**GOAL 1:**
Duplicate the passage of the running form article between "Before we go" and "than in isolation.", inclusive.

**EXCERPTED TEXT:**
╔══
How to improve running form when running starts to feel off
There is a moment many runners recognize, even if they never put it into words. You are still training, still showing up, still running the miles, but something no longer feels the same. Effort feels heavier than it should. Your stride feels slightly disconnected. Paces that once felt controlled now require more attention. Nothing is clearly broken, yet running no longer feels natural.
This is usually when questions about form appear. Not because you suddenly want perfect technique, but because your body feels less efficient than before. You start wondering whether you are wasting energy, if fatigue is setting in too early, or if your movement is quietly breaking down without your noticing.
Before we go deeper, a bit of context. I am Coach Kari, founder of BeFit Runners. BeFit was created as a platform where runners can work with online running coaches and understand their training, bodies, and running form in a single process. We also offer personalized and data-driven online marathon coaching, where training structure, recovery, and form development are addressed together rather than in isolation.
Running form is not something separate from training. It is shaped by how sessions are structured, how fatigue accumulates, and how consistently the body is allowed to adapt over time, a principle that sits at the core of advanced endurance training.

What good running form looks like and how to improve it
Good running form is not about chasing a perfect image. It’s about moving in a way that feels efficient, repeatable, and calm under fatigue. Proper form minimizes wasted energy and helps your stride hold together even when tired. The goal is not to look fast, it’s to run economically and sustainably.
╚══
**GOAL 2:**
Set down all of the records below word for word, leaving out the pictures.

**Rows from a pointing dataset:**
╔══
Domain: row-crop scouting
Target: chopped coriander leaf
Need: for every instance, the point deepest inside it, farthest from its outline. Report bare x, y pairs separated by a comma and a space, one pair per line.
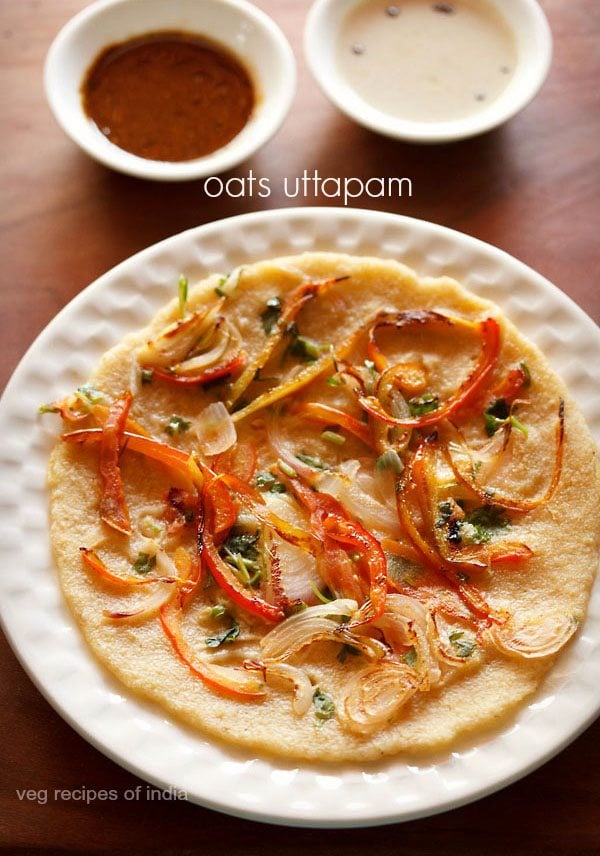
423, 404
94, 396
144, 563
241, 554
333, 437
48, 408
445, 510
217, 611
495, 416
307, 349
519, 425
410, 657
310, 461
224, 637
475, 469
390, 460
270, 316
490, 516
526, 374
469, 534
498, 414
265, 480
288, 471
177, 425
402, 570
182, 291
476, 527
324, 706
243, 543
347, 651
463, 645
321, 595
269, 482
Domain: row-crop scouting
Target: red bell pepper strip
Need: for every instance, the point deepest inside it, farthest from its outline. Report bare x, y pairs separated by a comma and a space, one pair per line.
113, 507
231, 681
222, 572
294, 302
206, 376
171, 457
489, 332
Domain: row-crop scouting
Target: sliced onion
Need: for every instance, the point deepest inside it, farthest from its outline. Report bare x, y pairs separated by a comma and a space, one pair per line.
539, 636
449, 652
376, 695
366, 495
214, 429
306, 626
165, 590
406, 622
207, 358
282, 674
175, 342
╚══
**FULL RESPONSE 1:**
Before we go deeper, a bit of context. I am Coach Kari, founder of BeFit Runners. BeFit was created as a platform where runners can work with online running coaches and understand their training, bodies, and running form in a single process. We also offer personalized and data-driven online marathon coaching, where training structure, recovery, and form development are addressed together rather than in isolation.

**FULL RESPONSE 2:**
Domain: row-crop scouting
Target: chopped coriander leaf
Need: for every instance, the point deepest inside it, farthest from its outline. Report bare x, y pairs separated by a comma and a space, one pair per line.
423, 404
94, 396
144, 563
241, 554
333, 437
48, 408
445, 510
217, 611
495, 416
307, 349
519, 425
410, 657
310, 461
224, 637
475, 469
390, 460
270, 316
490, 516
526, 374
469, 534
498, 414
265, 480
288, 471
177, 425
402, 570
182, 291
476, 527
324, 706
243, 543
347, 651
463, 645
321, 595
269, 482
Domain: row-crop scouting
Target: red bell pepper strip
Need: for every instance, the point deepest inside it, farthest from its outline. Report bare x, y pairs separated by a comma and a space, one pair per line.
113, 507
231, 681
222, 572
294, 302
206, 376
171, 457
489, 332
Domain: row-crop scouting
Target: sliced onion
Need: for every instance, the point deepest inside it, farthest from its outline. Report bare x, y pairs separated by a comma and a space, one pair per line.
539, 636
449, 652
376, 695
366, 495
214, 429
306, 626
165, 590
406, 622
207, 358
282, 674
175, 342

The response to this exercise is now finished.